(SET TASK) Copy every record below exactly as written, but leave out the pictures.

(RECORDS PROVIDED)

----

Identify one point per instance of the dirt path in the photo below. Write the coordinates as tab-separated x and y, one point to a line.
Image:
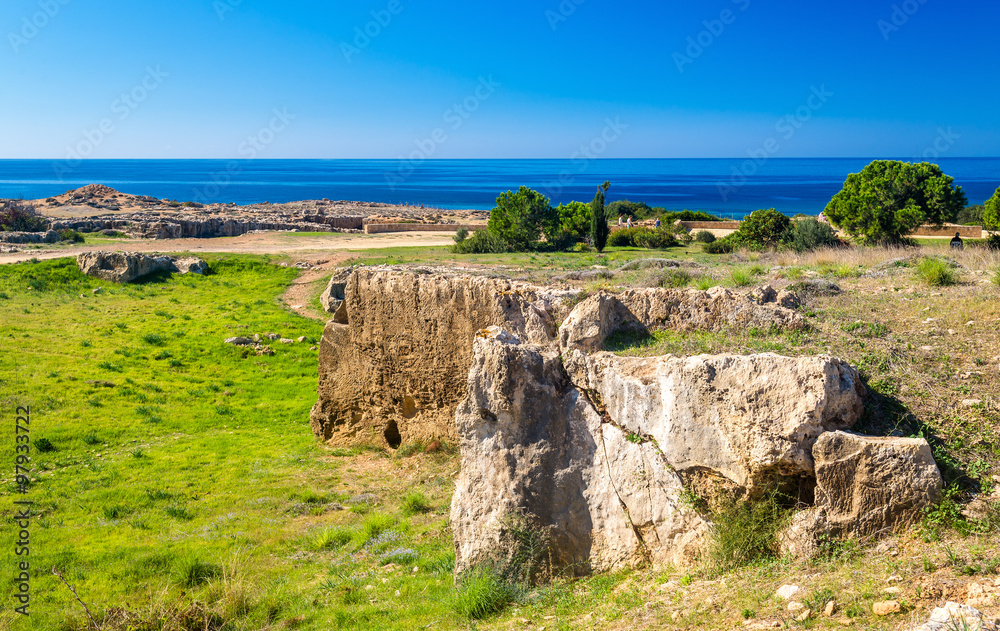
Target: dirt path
323	252
299	294
300	246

----

(THE RESULT)
Identify one point per instance of the dirt path in the photo below. Write the coordinates as tab-separated x and y, one point to a line.
Image:
Target: dirt path
323	252
299	294
300	246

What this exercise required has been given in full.